Trailing off...?

At a recent roundtable discussion with mortgage managers from across Australia, the consensus on the future of trail commissions was unanimous.

"Trailers will be gone for sure," said Ken Sayer, managing director of Mortgage House.

His words were met with murmurs of agreement.

Mortgage managers have been warning brokers for months that continued support of the major banks will have disastrous consequences for the third party channel.

They are predicting that major banks - bolstered by market dominance and the continued scarcity of securitized funding for non-banks - will increase their margins by further cutting commissions - upfronts and trail.

But is this a real threat, or scaremongering by a mortgage sector hoping to claw back market share?

Australian Mortgage Brokers (AMB) CEO Paul Gollan says rumours that trail will disappear are "absolute rubbish".

"The organisations that are saying this are the ones that stand to benefit from brokers buying into this argument," he says.

While Gollan says it is dangerous for 90% of business to be going to the banks, but he can't imagine any lender cutting trails at this point.
"I don't think it makes commercial sense for the banks to try it. They would have to know that the other major banks would follow suit and the only way they'd know would be if they were colluding. So assuming that they're not breaking the law, I just don't believe it will disappear in the next five years," he says.

Stepping back

You can't determine where trail is heading without taking a look at how it came into being.

Trail commissions first materialized in Australia in 1996. At the time margins were good and broker groups started to ask lenders for a share in the ongoing profits. In an effort to woo brokers' business, some lenders broke ranks and started paying trail - and it wasn't long before all the major players followed.

By 1998, brokers were making trail commissions of 25bps - but upfronts were lower. Brokers selling HomeSide products, for example, were making a flat upfront fee of $400.

By 2000, the Australian mortgage industry went through a period of dramatic growth and the emphasis switched to upfront commissions.

"The veracity around which companies were looking for volume and product sales led the market to about 70bps upfront as an average," says Matt Lawler, regional general manager of NAB Broker.

Then by about 2005, lenders started to tweak trails. CBA, for instance, changed trail commissions to 20bps in year one from the date of funding and 25bps from year two.

NAB took a slightly different approach and introduced a trail commission that progressively increased from 25bps in the fourth, fifth and sixth years.

Lawler says the decision was made to try and get more of a balance between product selling and ongoing client management.

"If you've got a large bias toward product sale, what you create is a product selling culture...but clients don't get serviced on an ongoing basis," he says.

"We wanted to encourage brokers who were looking at servicing clients and making sure the clients' needs were met not only at the time the product sale was made, but on an ongoing basis."

This brings us to 2008, at which time brokers saw the most dramatic changes to date. Across the industry, lenders lowered upfronts and reduced trails in year one.

For example, CBA changed trail commission to zero bps in year one and 20bps from year two, while NAB continued with its stepped trail philosophy - offering no trail commission in year one, but progressively increasing trail from 15bps in year two up to 35bps in years six and up.

Rounding the bend

Fujitsu Consulting's managing director Martin North, ventures that the future of trail in Australia is dependent on what role lenders believe brokers should have with respect to their clients.

"There are two arguments," he says. "The first put by NAB and a few others is they want brokers to switch from just doing the transaction to essentially being a quasi relationship manager of that customer over the medium term, so they've actually increased trail commissions, particularly in later years.

> [Information shown]
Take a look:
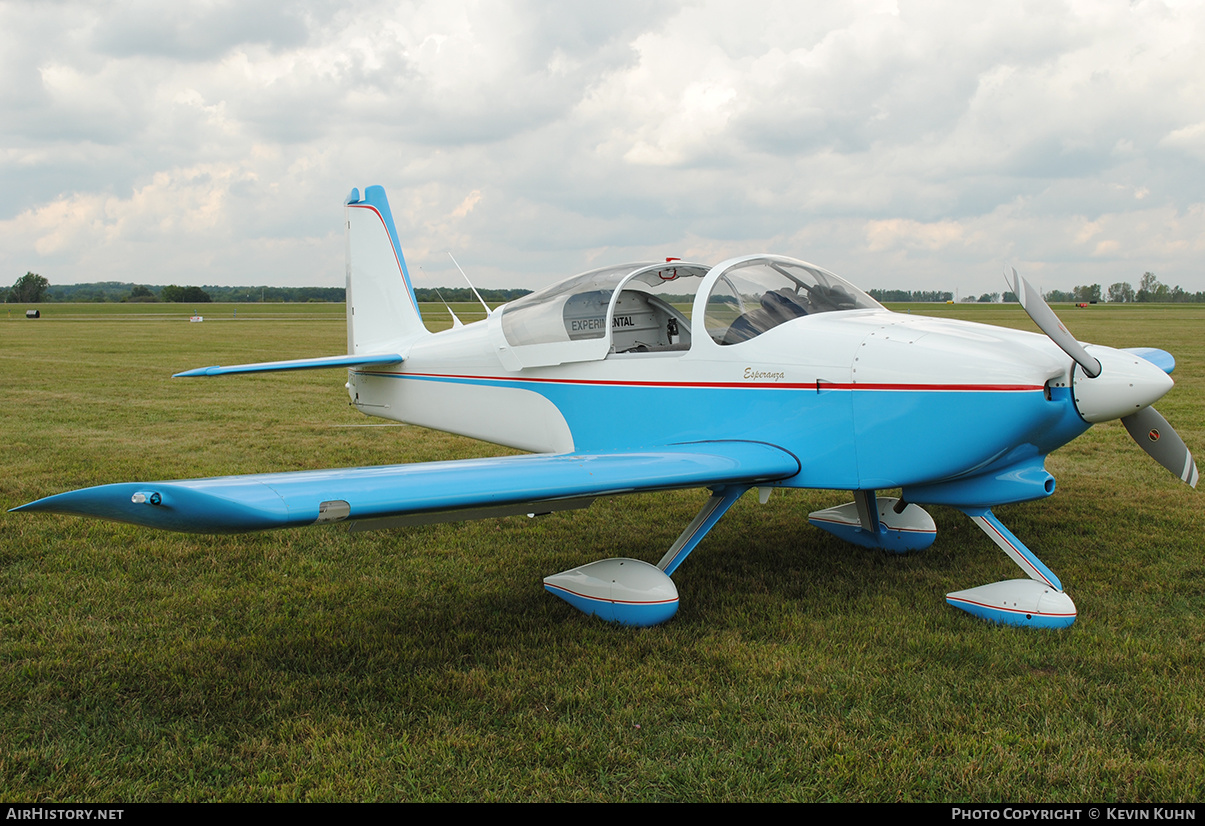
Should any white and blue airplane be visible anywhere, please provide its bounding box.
...
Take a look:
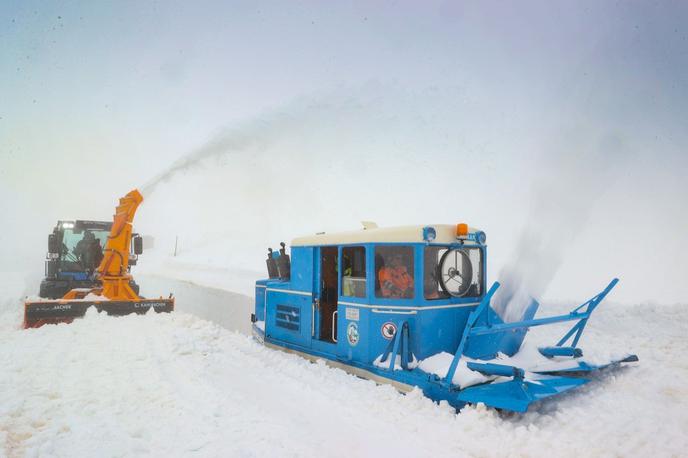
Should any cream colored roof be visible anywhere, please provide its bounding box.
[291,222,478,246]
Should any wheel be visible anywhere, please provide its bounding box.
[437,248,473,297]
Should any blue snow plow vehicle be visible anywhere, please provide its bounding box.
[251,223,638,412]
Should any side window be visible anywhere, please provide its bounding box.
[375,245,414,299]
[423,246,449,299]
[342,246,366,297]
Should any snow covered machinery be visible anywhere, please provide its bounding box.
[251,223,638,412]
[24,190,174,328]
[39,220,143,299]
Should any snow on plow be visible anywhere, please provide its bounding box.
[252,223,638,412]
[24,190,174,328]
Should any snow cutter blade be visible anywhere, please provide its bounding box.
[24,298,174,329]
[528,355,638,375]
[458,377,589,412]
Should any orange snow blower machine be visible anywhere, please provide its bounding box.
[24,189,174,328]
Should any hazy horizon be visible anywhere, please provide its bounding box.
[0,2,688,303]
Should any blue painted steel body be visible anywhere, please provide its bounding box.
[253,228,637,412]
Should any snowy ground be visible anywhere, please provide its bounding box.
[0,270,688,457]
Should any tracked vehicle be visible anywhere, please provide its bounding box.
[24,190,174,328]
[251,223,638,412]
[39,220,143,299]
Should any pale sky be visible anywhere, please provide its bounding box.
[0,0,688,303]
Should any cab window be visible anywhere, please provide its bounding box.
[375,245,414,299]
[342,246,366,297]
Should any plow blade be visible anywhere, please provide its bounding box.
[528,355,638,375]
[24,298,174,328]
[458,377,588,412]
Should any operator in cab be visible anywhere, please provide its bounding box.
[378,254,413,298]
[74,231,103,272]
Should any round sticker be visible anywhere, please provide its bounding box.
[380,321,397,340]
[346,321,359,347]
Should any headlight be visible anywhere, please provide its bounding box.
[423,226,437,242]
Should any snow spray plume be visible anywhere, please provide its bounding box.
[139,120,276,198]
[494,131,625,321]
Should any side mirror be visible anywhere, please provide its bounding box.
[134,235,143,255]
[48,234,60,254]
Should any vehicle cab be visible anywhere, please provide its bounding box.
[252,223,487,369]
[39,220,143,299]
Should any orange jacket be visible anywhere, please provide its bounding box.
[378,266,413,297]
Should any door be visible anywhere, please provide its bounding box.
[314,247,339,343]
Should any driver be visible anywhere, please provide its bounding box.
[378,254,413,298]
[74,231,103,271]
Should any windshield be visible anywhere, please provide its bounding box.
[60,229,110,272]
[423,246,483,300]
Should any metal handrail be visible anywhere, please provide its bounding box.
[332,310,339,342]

> [Goals]
• A. Answer the following from the article on trail commissions in Australia:
(i) In what year did trail commissions first appear in Australia?
(ii) What flat upfront fee were brokers selling HomeSide products making in 1998?
(iii) What trail commission did CBA pay in year one after its 2008 change?
• B. Write the next part of the article on trail commissions in Australia, picking up after its final sentence.

> [Written answers]
• A.
(i) 1996
(ii) $400
(iii) Zero bps

• B.
"So if you believe that the future of mortgage broking is more aligned to financial planning and advice, and relationship managing, then there's probably an argument for saying that trail commissions will have a place."

North argues that lenders adopting this philosophy may not squeeze trail commissions; however, brokers could expect them to make further reductions in the upfront.

The other school of thought, North says, is that mortgage broking is fundamentally transactional in nature and the trail commission is really not something that's relevant to that transaction. Lenders that want to take over that relationship are less likely to pay trail, but might keep upfront commissions high.

"My view is commission pools are smaller, there are less active brokers, and the four banks have major market power, so they will continue to drive commissions down -but whether they do it by reducing upfronts or trails will be determined by their business strategy vis-…-vis a transaction like CBA thinks, or is it a broader financial services relationship like NAB thinks," he says.

"I personally think we will see quite a lot of pressure on trail."

Comments from NAB indicate there are no plans afoot at the moment to make immediate changes.

"We're very comfortable with the balance that we've got in terms of the numbers. We think that we've got a good balance between encouraging the sale, and the work that's required to do the sale, and the ongoing service to the client," Lawler says.

He adds, however: "I don't think that everybody is in the same boat there. I think that some people have too much economics at the front end."

As for the CBA, Kathy Cummings, executive general manager of third party banking, says there are no immediate plans to change their current level of broker remuneration.

Kiwis and Canucks


"There are almost no countries in the world where trails are paid," says Martin North, managing director of Fujitsu Consulting.

"Macquarie was the first to do it in Canada, but I'm not sure it's that widely used there. And certainly in New Zealand it's disappearing faster than you can say sliced bread."

Australia's Commonwealth brothers - New Zealand and Canada - are the only two other countries in the world where trail has ever had any traction.

While almost all lenders in Australia had already started paying trail by 1998, only one lender in New Zealand had introduced the ongoing commission at that time.

Of its four key lenders, only two others followed suit.

AMB CEO Paul Gollan, who was sent to New Zealand in 1998 to set up Ray White Financial Services for his former employer, says trail commissions never really got any traction in New Zealand because the majority of loans sold there are fixed rate mortgages.

"Because so many Kiwis love low margin, fixed rate mortgages, it became unsustainable for the banks in New Zealand to continue to pay trail," he says. "The second part of this is that New Zealand never had anywhere near the level of competition that we've got in Australia."

In Canada, trail is a much more recent invention and offered as an "option" for brokers, rather than a guaranteed part of their income.

According to a recent article in Canadian Mortgage Professional (CMP), while few lenders in Canada currently offer the trailer fee compensation model, it is gaining popularity with brokers who are looking for some income stability.

Merix Financial's president Boris Bozic said an estimated 75% of all approved originators - a 15% increase from 2007 - chose the model over the traditional upfront model in 2008. While 83% of the lender's new approved originators signed up for trailer fees.

"More and more originators are seeing the value of this model, especially in these tough economic times," Bozic said.

Macquarie Financial has reported increased interest in the trailer fee model, which the company introduced close to five years ago.

Grant Mackenzie, the company's CEO, says he's seen a slight increase from last year in brokers who opt for the original trailer fee model (75bps with trail every year) as opposed to those who choose an upfront payment with a trail on renewals.

"We're paying in excess of $100,000 a month in trailer fees," said Mackenzie. "When business isn't coming in for brokers, it's a good insurance policy for them to have."

While the idea of trail may be popular with Canadian brokers, it remains to be seen if more lenders adopt the model.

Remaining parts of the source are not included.